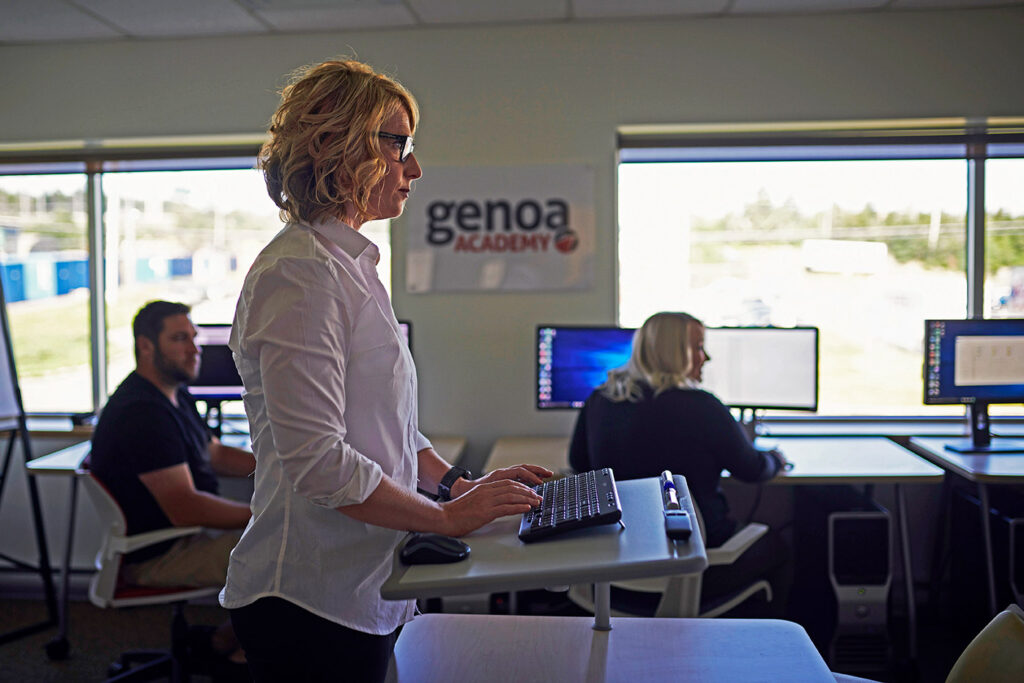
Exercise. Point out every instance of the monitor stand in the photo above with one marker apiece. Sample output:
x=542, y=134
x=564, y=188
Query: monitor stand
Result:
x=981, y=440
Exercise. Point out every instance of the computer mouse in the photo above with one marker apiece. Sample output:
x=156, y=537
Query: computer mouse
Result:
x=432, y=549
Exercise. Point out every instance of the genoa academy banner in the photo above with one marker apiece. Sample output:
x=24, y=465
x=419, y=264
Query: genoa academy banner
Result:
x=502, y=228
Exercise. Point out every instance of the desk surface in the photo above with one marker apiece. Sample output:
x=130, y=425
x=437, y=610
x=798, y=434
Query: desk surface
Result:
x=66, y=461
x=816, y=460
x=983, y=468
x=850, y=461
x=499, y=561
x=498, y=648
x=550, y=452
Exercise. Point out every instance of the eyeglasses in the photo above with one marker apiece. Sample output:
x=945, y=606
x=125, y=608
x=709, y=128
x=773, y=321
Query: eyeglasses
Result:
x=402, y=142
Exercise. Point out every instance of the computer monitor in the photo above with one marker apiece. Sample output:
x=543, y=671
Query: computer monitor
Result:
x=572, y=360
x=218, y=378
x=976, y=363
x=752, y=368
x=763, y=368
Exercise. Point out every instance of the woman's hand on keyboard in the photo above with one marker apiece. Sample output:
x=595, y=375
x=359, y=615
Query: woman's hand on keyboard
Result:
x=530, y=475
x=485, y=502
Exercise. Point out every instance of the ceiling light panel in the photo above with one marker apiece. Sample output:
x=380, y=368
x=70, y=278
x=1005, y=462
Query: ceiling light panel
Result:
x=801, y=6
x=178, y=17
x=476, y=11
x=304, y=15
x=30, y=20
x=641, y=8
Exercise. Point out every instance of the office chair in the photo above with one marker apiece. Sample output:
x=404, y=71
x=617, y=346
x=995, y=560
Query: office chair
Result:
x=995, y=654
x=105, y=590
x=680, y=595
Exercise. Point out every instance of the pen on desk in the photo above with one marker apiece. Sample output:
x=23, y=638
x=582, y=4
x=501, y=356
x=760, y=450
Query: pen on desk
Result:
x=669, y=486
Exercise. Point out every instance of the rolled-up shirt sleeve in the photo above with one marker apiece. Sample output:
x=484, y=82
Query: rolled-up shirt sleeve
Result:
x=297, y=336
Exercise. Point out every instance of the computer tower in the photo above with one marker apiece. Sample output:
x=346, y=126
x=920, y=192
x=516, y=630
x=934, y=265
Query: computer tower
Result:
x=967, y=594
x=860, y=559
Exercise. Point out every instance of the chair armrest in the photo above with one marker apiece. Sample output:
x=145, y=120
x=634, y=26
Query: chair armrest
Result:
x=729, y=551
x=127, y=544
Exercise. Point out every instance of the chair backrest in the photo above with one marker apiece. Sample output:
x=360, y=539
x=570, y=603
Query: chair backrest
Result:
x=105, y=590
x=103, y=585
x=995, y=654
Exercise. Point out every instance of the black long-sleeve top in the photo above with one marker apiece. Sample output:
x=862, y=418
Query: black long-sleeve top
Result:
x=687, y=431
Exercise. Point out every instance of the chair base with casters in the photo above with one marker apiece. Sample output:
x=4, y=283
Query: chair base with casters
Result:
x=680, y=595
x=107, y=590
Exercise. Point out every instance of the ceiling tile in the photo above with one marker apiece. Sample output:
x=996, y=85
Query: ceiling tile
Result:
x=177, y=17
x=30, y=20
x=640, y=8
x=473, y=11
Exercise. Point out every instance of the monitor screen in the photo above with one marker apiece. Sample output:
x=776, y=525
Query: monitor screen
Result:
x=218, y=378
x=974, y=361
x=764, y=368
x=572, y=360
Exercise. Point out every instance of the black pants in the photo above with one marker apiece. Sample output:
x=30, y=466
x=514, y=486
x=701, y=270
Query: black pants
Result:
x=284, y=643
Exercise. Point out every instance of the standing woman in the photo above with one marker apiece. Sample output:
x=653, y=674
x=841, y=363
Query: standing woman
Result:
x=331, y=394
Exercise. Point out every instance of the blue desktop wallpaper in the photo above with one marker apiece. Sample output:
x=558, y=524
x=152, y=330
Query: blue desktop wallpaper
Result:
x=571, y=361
====
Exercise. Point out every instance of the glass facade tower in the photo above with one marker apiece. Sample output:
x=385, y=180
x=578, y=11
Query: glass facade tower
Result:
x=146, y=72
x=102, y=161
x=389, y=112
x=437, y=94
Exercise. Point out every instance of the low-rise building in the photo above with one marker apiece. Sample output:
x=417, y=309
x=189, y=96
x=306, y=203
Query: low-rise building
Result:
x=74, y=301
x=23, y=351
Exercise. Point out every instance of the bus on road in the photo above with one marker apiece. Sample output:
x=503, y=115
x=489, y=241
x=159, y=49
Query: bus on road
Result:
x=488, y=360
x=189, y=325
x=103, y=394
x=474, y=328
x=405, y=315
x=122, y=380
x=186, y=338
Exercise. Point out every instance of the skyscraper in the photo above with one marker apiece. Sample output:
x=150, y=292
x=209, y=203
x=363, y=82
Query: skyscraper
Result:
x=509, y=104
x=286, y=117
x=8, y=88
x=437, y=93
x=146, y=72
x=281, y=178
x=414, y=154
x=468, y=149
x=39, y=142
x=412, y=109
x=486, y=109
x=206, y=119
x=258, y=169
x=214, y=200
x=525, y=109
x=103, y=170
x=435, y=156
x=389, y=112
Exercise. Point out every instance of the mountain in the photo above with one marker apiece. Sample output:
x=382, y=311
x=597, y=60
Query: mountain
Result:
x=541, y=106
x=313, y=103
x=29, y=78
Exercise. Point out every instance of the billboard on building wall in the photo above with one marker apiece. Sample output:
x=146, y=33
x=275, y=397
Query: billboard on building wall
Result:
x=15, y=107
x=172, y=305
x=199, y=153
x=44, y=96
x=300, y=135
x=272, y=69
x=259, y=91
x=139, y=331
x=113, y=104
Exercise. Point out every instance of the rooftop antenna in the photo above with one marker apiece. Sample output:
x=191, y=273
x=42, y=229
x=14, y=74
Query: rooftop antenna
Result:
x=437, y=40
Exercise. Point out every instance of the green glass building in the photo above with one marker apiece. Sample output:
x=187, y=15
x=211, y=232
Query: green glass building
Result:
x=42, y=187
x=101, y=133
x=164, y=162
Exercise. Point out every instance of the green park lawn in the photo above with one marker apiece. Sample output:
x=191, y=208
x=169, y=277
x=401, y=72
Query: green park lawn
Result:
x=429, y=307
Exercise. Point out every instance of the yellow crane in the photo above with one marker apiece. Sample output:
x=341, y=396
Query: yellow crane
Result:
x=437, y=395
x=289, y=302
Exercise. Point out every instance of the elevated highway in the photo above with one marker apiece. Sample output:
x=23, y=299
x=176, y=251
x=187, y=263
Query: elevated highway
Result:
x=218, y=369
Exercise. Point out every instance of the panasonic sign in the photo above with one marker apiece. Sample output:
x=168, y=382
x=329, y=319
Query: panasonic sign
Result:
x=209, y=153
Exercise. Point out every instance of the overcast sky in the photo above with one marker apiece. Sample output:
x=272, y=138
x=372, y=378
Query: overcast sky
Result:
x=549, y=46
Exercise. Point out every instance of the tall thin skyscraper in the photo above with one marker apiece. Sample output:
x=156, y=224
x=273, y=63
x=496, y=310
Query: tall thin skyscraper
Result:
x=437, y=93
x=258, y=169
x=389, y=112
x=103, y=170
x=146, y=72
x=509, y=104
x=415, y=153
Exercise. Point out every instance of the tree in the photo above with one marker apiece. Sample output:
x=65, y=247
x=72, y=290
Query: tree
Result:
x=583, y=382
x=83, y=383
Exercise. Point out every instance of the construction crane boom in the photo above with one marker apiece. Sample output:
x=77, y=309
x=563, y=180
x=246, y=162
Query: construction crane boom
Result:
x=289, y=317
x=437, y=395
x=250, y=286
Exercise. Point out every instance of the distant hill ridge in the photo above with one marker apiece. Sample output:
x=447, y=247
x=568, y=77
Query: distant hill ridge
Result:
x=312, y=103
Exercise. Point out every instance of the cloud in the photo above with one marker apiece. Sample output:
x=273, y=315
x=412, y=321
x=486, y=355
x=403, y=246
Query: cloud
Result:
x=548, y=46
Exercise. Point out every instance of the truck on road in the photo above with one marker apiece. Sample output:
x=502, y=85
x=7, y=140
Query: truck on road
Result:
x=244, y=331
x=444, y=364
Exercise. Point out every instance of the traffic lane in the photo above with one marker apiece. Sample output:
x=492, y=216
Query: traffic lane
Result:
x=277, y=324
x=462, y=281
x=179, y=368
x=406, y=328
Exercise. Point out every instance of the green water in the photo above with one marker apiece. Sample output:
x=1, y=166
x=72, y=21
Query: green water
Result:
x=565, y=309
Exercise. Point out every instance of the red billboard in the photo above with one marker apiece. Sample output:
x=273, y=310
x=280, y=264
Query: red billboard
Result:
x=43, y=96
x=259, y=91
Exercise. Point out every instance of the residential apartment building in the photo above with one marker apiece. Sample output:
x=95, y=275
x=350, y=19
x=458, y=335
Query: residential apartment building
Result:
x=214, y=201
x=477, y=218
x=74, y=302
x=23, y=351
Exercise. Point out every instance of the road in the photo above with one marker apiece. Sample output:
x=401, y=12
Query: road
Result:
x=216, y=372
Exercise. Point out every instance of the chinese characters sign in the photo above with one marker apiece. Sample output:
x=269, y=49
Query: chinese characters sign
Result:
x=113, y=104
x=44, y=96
====
### Task details
Gather every line of the records that contains the word "casters" and copy each one. Case counts.

### Response
Exercise. Point out every instance of the chair base with casters in the photo above with one marker apiece. Sample output:
Query: chair base with casters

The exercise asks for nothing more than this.